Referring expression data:
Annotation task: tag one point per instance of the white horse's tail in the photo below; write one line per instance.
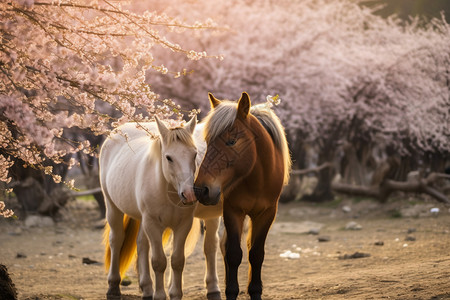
(129, 246)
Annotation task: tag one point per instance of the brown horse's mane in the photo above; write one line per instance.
(224, 115)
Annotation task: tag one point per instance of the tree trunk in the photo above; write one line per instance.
(323, 192)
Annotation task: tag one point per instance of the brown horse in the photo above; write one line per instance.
(247, 162)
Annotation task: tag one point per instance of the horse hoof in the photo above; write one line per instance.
(113, 293)
(213, 296)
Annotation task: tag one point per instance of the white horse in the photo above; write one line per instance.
(148, 187)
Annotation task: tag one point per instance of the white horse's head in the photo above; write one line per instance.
(178, 153)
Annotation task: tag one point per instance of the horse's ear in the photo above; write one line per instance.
(163, 130)
(244, 105)
(190, 126)
(214, 102)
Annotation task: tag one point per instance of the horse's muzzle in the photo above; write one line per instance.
(187, 197)
(207, 196)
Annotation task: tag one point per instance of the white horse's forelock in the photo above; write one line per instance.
(174, 134)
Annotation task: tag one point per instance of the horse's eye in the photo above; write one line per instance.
(230, 142)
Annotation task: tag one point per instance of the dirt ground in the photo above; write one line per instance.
(310, 254)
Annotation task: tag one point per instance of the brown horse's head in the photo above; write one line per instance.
(231, 149)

• [BRIEF]:
Print, exactly as they appear above, the lines running from the one with "Annotation task: tag one point per instance of the dirt" through the final line.

• [THE ANSWER]:
Annotation task: tag one point per instance of the dirt ground in the photo above; write one line per instance.
(310, 254)
Annotation task: tag one point per instance of the brown horse's head in the photo above; write one line per instance.
(231, 149)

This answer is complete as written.